Please copy every line from the records below that contains the string "right".

━━━━━━━━━━━━━━━━━━━━

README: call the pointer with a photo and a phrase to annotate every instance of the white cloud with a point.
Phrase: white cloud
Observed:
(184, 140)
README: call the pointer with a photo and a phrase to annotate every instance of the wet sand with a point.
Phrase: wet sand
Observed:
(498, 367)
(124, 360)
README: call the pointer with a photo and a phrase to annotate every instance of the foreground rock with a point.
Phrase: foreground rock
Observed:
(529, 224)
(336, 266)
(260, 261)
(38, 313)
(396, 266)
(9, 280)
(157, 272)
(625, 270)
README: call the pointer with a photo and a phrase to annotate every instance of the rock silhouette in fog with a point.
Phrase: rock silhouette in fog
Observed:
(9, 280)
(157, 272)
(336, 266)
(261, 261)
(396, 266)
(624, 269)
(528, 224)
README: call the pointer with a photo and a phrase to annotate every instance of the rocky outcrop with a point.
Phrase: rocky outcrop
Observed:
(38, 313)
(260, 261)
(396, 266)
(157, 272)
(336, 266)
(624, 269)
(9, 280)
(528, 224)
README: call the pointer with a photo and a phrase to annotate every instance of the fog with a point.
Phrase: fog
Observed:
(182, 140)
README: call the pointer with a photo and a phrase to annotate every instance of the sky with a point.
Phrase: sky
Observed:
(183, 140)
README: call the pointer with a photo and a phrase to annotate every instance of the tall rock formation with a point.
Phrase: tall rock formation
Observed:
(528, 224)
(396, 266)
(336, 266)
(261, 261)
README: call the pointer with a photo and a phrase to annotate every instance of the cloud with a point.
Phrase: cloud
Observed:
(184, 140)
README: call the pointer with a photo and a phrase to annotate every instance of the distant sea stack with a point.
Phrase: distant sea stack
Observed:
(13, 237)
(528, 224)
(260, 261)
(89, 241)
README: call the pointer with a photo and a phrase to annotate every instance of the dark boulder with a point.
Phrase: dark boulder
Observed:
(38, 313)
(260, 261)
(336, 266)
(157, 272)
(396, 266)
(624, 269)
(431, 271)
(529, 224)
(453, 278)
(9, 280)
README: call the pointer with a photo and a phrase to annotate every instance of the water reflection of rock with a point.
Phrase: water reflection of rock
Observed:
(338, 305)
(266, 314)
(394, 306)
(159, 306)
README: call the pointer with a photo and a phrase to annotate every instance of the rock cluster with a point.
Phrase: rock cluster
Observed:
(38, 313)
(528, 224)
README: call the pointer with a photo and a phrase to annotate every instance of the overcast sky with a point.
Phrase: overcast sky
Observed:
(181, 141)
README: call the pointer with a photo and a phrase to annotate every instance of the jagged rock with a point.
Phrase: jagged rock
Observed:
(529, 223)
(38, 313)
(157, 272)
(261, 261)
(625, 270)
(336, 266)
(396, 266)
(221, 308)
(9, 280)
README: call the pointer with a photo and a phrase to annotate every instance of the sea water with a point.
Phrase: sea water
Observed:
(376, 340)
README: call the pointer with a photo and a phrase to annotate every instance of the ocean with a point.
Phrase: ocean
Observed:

━━━━━━━━━━━━━━━━━━━━

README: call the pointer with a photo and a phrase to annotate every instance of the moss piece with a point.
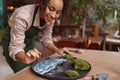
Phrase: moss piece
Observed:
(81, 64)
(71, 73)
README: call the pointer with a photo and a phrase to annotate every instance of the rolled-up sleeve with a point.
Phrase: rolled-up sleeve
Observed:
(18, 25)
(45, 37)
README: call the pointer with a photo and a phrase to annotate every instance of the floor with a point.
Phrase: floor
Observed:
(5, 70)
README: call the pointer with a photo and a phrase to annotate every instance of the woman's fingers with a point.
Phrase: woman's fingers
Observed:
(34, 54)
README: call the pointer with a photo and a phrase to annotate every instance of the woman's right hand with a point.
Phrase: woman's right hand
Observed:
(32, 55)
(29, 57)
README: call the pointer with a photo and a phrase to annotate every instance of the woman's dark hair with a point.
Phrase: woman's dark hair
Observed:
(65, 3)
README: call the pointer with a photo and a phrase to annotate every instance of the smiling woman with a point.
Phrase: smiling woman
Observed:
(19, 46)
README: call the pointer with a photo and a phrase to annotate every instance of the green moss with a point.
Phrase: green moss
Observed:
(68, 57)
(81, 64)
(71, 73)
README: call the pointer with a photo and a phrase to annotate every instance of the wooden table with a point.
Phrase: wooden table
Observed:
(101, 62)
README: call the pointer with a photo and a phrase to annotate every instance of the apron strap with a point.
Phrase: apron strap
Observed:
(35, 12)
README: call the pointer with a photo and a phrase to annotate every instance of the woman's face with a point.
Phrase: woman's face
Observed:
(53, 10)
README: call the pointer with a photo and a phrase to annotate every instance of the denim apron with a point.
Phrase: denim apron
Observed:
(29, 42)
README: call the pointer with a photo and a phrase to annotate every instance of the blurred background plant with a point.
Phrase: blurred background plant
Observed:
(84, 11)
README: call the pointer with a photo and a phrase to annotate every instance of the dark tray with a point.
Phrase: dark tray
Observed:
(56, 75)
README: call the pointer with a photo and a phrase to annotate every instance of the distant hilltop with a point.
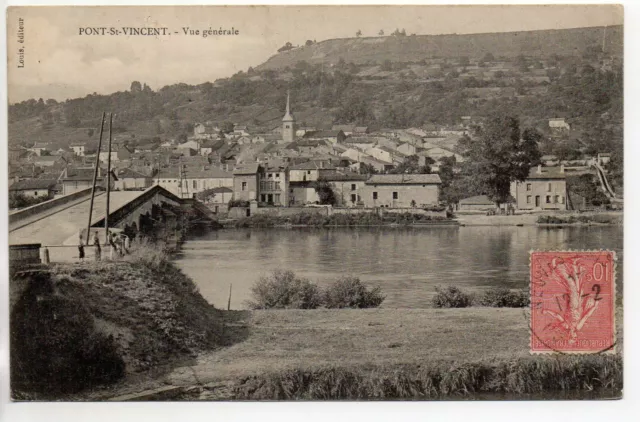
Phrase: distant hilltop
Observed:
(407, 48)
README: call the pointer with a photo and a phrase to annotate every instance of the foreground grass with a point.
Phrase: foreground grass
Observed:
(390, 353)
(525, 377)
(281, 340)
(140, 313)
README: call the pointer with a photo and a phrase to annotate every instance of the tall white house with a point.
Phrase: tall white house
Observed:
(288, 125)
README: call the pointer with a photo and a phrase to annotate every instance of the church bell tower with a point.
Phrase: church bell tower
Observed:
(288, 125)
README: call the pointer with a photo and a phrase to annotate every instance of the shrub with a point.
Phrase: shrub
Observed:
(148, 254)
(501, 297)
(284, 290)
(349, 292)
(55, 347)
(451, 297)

━━━━━━━━━━━━━━━━━━━━

ANSWER FOR THE TASK
README: call the pointer with a photo and a phrase to annotate every instance of the woman's right hand with a point.
Phrase: woman's right hand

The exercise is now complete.